Input
· · · · · · ·

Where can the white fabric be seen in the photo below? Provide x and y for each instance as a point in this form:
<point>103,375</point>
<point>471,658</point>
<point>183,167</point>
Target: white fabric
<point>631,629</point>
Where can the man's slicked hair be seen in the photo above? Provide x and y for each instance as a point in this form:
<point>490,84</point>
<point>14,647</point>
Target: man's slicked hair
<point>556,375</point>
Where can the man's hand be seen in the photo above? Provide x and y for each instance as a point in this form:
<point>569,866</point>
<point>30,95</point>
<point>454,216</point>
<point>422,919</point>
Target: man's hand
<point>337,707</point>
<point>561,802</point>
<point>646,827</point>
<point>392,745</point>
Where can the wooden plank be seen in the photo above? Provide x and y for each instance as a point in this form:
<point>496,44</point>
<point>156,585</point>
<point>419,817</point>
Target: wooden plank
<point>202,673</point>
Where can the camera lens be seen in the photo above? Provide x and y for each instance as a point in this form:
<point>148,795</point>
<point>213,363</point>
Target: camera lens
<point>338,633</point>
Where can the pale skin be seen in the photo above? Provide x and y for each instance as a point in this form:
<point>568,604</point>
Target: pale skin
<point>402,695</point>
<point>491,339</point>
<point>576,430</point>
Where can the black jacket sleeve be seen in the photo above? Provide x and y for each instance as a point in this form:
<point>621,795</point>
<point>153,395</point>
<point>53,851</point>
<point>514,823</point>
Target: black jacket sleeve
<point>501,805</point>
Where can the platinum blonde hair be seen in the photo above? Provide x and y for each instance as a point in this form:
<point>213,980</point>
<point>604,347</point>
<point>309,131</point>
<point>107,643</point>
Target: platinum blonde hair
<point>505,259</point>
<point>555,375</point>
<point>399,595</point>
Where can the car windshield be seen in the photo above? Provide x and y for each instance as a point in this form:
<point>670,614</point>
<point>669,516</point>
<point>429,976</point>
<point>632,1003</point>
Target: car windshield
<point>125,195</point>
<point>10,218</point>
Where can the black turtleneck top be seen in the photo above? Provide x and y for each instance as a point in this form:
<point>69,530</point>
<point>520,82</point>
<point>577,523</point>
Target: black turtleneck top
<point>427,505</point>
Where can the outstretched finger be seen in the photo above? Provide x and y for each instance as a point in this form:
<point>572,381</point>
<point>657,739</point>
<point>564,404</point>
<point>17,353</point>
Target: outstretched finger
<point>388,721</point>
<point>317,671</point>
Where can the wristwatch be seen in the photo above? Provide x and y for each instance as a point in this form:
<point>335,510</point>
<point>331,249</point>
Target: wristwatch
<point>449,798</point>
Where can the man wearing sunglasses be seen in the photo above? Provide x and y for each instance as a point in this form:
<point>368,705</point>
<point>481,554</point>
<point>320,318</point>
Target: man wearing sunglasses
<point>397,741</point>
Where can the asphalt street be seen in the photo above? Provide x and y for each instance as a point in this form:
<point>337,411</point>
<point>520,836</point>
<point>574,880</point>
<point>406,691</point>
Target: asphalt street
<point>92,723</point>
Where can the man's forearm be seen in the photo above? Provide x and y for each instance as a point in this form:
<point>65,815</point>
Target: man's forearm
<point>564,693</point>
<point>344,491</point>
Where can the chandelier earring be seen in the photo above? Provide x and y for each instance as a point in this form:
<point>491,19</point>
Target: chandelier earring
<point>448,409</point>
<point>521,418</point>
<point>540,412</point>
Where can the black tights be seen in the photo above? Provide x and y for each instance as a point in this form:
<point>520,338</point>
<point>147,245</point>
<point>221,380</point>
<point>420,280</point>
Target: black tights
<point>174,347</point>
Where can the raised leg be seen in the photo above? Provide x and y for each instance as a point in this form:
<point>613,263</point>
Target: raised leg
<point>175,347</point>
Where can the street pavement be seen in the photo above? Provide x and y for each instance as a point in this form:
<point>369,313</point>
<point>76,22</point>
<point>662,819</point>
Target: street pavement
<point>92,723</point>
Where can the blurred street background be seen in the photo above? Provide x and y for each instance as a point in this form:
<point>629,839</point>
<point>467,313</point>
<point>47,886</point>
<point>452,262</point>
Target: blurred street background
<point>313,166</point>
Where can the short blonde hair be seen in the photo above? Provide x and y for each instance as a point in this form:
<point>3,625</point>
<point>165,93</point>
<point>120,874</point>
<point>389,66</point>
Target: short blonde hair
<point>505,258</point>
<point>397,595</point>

· · · · · · ·

Work item
When you reach the line holding "<point>496,44</point>" in the records above, begin reproducing exactly, stop after the line holding "<point>320,318</point>", and output nothing else.

Finished exercise
<point>496,44</point>
<point>156,585</point>
<point>419,817</point>
Target: wooden plank
<point>202,673</point>
Where can the camera lens be seen in the photo above? Provide x and y for each instance as a point in this form:
<point>148,795</point>
<point>213,363</point>
Target: camera lens
<point>338,633</point>
Where can the pale skin be seen in the photo above? Provide x and y for each instance as a point in this form:
<point>568,604</point>
Target: pale skin
<point>402,695</point>
<point>491,339</point>
<point>576,430</point>
Where can the black jacket sleeve be seen in the photo above? Provide x and y for each instance as a point in this form:
<point>621,795</point>
<point>153,395</point>
<point>53,851</point>
<point>514,823</point>
Target: black jacket sleeve
<point>501,805</point>
Where can the platinum blonde hair be seen in the photo above? Provide x and y for each instance as a point in this form:
<point>213,980</point>
<point>604,347</point>
<point>309,131</point>
<point>107,643</point>
Target: platinum blonde hair
<point>505,259</point>
<point>555,375</point>
<point>399,595</point>
Where can the car windshield be seen in the photo above? Provide x and y for each instance as a point in this form:
<point>670,614</point>
<point>669,516</point>
<point>429,976</point>
<point>632,1003</point>
Target: car windshield
<point>125,195</point>
<point>10,218</point>
Where can the black turtleneck top be seen in the photo above? Provide x and y for each instance as a point in this form:
<point>69,530</point>
<point>520,82</point>
<point>577,523</point>
Target: black turtleneck top
<point>427,505</point>
Where can the outstretched finger be seen in the photo above? Provide x and y for each instance as a point in this form:
<point>572,381</point>
<point>657,739</point>
<point>564,404</point>
<point>17,353</point>
Target: outstretched finger
<point>388,721</point>
<point>317,671</point>
Where can the wristwatch be seen in the photo above? Provide x and y for each instance as a point in this form:
<point>335,510</point>
<point>331,249</point>
Target: wristwatch
<point>449,798</point>
Where can the man wearing sunglasses be seen in the photo above? Provide x and y for each instance as a point in this form:
<point>368,705</point>
<point>481,554</point>
<point>320,318</point>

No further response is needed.